Render this sentence from the dengue news report below in Spanish: "The WHO on July 20 said the dengue situation is alarming in Bangladesh but it was not out of control."

*** TEXT EXCERPT ***

Local Government and Rural Development (LGRD) Minister Md Tazul Islam on Thursday claimed that the dengue situation is under control.
"We've taken it as a challenge and it (dengue) is fully under control ... because all institutions are working together," he said after launching cleanliness and anti-mosquito week in Dhaka.
Tazul said 'failure to control dengue' means giving up. "But in reality, we haven't," he stressed.
The WHO on July 20 said the dengue situation is alarming in Bangladesh but it was not out of control.
Earlier this month, Dhaka South City Corporation (DSCC) Mayor Sayeed Khokon said the medicines they were using to kill the mosquitoes were "slightly less effective than promised".
But on Tuesday he said a joint research conducted by icddr,b and Centers for Disease Control and Prevention (CDC) showing ineffectiveness of insecticide against mosquitoes did not test samples of medicines used by DSCC.
Minister Tazul said the medicine is effective. "We've confirmed this after tests," he claimed.
Khokon, who accompanied Tazul, rejected a claim that the number of dengue patients was 3,00,000 and dubbed it a rumour. "We'll give a fitting reply by controlling dengue," he said.
He had previously admitted that the outbreak was relatively higher this year but stressed that the situation was "under control" and there was no reason to panic.
Dengue, a mosquito-borne disease, infected more than 8,500 people since the beginning of this year and claimed eight lives, according to official figures.

*** End of TEXT EXCERPT ***
*** PROVIDED MATERIAL ***

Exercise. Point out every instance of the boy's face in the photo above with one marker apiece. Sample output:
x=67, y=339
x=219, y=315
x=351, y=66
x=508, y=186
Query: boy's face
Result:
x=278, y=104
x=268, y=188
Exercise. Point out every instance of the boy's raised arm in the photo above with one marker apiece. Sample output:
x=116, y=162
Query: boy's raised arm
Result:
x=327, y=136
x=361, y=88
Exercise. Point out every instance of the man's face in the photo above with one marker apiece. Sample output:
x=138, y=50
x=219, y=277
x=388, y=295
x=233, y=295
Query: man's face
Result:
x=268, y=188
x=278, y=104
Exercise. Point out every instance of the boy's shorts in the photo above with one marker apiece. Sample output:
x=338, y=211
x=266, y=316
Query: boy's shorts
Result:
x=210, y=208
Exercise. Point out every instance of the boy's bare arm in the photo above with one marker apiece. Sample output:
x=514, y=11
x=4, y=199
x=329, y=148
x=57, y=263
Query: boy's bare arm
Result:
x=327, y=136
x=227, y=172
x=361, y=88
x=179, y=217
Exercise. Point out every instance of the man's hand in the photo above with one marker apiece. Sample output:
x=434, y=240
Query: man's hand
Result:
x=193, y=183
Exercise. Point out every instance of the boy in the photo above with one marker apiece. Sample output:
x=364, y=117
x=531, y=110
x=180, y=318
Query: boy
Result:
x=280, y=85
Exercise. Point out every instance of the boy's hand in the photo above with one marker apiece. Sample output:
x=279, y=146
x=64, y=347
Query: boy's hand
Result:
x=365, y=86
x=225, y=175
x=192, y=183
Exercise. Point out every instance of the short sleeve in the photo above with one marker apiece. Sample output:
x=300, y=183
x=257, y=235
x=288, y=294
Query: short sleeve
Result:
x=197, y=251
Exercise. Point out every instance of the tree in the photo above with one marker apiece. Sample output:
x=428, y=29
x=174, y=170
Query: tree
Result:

*** End of PROVIDED MATERIAL ***

RESPONSE TO THIS TASK = La OMS afirmó el 20 de julio que la situación del dengue es alarmante en Bangladés, pero que no estaba fuera de control.